» Data to use:
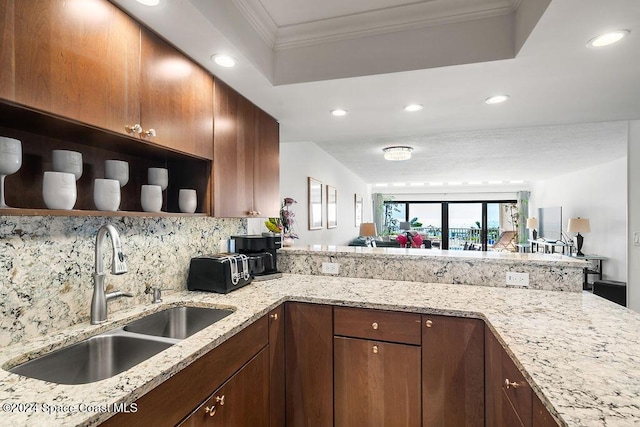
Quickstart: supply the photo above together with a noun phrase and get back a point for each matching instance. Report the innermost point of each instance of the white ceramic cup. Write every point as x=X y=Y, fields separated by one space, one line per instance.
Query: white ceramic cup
x=117 y=169
x=187 y=200
x=158 y=176
x=151 y=198
x=67 y=161
x=106 y=194
x=59 y=190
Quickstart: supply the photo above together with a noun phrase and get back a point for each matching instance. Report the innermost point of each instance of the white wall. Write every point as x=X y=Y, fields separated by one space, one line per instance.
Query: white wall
x=598 y=193
x=633 y=160
x=300 y=160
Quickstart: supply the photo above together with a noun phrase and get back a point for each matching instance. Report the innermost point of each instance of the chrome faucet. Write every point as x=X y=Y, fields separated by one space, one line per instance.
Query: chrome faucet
x=118 y=266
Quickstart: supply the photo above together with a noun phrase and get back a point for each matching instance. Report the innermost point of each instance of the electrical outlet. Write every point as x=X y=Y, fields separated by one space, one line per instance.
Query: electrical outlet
x=517 y=279
x=330 y=268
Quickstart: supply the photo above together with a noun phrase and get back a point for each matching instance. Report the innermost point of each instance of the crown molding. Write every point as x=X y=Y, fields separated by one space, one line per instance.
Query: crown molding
x=365 y=24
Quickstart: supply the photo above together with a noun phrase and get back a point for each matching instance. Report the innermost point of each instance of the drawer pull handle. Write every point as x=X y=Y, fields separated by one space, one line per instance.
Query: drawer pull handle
x=508 y=383
x=212 y=411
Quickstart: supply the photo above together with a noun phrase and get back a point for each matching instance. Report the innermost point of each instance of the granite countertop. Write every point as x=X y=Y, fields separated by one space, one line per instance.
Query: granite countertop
x=436 y=253
x=581 y=352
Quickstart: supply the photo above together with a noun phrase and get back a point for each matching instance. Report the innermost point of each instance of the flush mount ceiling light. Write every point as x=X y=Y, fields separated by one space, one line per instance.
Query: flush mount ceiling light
x=396 y=154
x=225 y=61
x=498 y=99
x=413 y=107
x=608 y=39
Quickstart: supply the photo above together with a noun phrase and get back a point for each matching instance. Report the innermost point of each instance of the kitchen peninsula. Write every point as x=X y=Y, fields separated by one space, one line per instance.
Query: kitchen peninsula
x=552 y=272
x=579 y=353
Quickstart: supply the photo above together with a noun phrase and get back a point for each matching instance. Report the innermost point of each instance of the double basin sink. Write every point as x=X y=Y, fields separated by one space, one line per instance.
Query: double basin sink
x=113 y=352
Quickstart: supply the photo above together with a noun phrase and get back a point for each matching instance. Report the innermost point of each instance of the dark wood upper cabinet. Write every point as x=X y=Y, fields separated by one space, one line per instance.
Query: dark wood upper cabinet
x=7 y=64
x=78 y=59
x=452 y=371
x=176 y=99
x=246 y=180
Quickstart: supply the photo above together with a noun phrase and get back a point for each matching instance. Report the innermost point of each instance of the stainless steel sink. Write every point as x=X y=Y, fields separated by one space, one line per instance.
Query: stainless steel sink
x=93 y=359
x=177 y=322
x=113 y=352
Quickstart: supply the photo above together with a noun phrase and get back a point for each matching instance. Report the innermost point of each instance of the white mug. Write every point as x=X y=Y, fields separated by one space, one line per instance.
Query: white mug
x=158 y=176
x=59 y=190
x=106 y=194
x=187 y=200
x=67 y=161
x=151 y=198
x=117 y=169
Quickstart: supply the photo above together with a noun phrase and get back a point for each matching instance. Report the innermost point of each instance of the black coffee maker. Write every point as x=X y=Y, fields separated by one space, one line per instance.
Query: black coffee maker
x=261 y=251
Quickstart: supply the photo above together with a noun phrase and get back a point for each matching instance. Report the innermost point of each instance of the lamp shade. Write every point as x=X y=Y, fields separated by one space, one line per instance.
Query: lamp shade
x=578 y=225
x=368 y=229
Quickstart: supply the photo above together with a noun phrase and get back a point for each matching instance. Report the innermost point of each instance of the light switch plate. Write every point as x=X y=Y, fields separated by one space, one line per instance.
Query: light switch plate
x=330 y=268
x=517 y=279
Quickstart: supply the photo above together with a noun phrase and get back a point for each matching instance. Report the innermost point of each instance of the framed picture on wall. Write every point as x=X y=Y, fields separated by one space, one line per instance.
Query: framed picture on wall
x=357 y=203
x=316 y=220
x=332 y=207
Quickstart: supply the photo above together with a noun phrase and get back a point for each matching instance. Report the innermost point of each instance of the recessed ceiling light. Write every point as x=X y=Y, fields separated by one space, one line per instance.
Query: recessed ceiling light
x=397 y=154
x=413 y=107
x=608 y=39
x=496 y=99
x=225 y=61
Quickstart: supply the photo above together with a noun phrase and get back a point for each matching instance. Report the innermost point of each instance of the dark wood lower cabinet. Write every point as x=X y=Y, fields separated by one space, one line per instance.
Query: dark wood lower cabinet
x=240 y=402
x=309 y=365
x=376 y=383
x=452 y=371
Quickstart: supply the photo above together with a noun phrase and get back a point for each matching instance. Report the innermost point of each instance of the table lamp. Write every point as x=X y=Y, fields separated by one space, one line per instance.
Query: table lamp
x=368 y=230
x=532 y=224
x=579 y=225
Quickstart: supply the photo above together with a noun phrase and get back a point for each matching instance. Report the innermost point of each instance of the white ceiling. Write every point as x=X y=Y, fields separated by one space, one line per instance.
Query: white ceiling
x=567 y=106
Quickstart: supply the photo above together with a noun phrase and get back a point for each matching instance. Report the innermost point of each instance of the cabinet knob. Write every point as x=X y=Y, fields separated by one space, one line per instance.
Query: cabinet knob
x=508 y=383
x=150 y=133
x=134 y=129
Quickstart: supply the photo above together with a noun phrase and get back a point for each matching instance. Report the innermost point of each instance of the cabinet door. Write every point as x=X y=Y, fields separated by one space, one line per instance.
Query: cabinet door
x=452 y=371
x=176 y=99
x=78 y=59
x=242 y=401
x=376 y=383
x=309 y=365
x=7 y=65
x=504 y=403
x=234 y=139
x=276 y=367
x=266 y=175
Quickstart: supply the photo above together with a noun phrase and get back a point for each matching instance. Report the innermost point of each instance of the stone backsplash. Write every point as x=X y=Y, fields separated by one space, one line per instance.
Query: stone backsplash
x=47 y=265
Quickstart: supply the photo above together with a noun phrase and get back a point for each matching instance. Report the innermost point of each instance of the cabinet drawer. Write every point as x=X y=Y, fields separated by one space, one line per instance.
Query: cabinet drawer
x=377 y=325
x=516 y=389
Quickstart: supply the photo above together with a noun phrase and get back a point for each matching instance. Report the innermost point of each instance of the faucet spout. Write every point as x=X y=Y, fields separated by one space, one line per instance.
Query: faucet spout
x=118 y=266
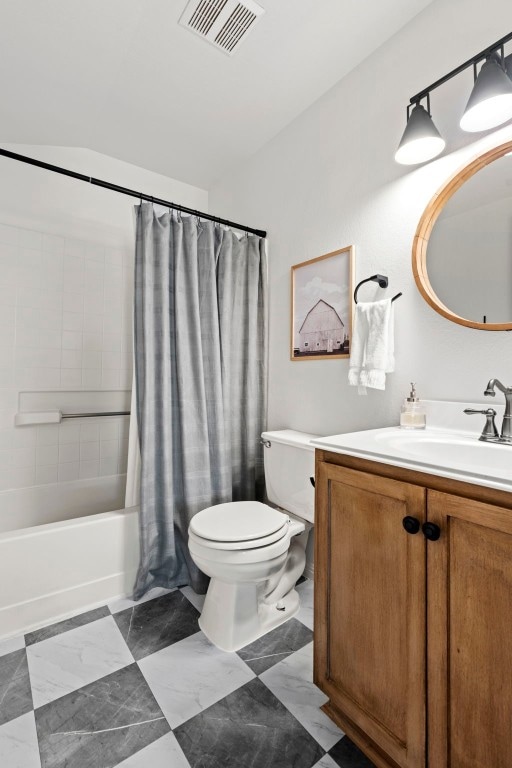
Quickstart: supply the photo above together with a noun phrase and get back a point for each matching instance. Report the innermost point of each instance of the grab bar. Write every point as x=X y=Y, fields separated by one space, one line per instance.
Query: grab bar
x=90 y=415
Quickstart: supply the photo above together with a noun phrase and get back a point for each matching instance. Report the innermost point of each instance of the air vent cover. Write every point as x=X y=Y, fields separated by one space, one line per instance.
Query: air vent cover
x=224 y=23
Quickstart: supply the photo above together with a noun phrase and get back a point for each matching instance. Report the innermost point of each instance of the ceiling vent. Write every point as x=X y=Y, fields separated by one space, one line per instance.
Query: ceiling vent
x=224 y=23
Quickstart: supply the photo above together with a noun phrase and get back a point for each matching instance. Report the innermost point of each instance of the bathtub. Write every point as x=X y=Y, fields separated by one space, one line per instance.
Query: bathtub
x=64 y=548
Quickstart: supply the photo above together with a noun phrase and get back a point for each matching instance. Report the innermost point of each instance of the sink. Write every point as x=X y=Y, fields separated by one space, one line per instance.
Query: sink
x=458 y=455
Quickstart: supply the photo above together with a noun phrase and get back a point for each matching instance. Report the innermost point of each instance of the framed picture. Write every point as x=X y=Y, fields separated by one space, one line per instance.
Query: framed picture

» Short exercise:
Rewrite the listing lines beginning at the line that contains "the cabinet door." and stopping after the line that contains "x=266 y=175", with "innermost" changed to "central" and nothing else altered.

» Result:
Quickstart: supply the photo above together with a noun phrase and get back a point for each matching instance. Report the central point of each instance of the cabinet door. Write every point as x=X y=Y, fields separated by one space, one line per instance.
Query: cabinet door
x=452 y=371
x=176 y=99
x=78 y=59
x=242 y=401
x=376 y=383
x=309 y=365
x=7 y=65
x=504 y=403
x=234 y=139
x=276 y=367
x=266 y=175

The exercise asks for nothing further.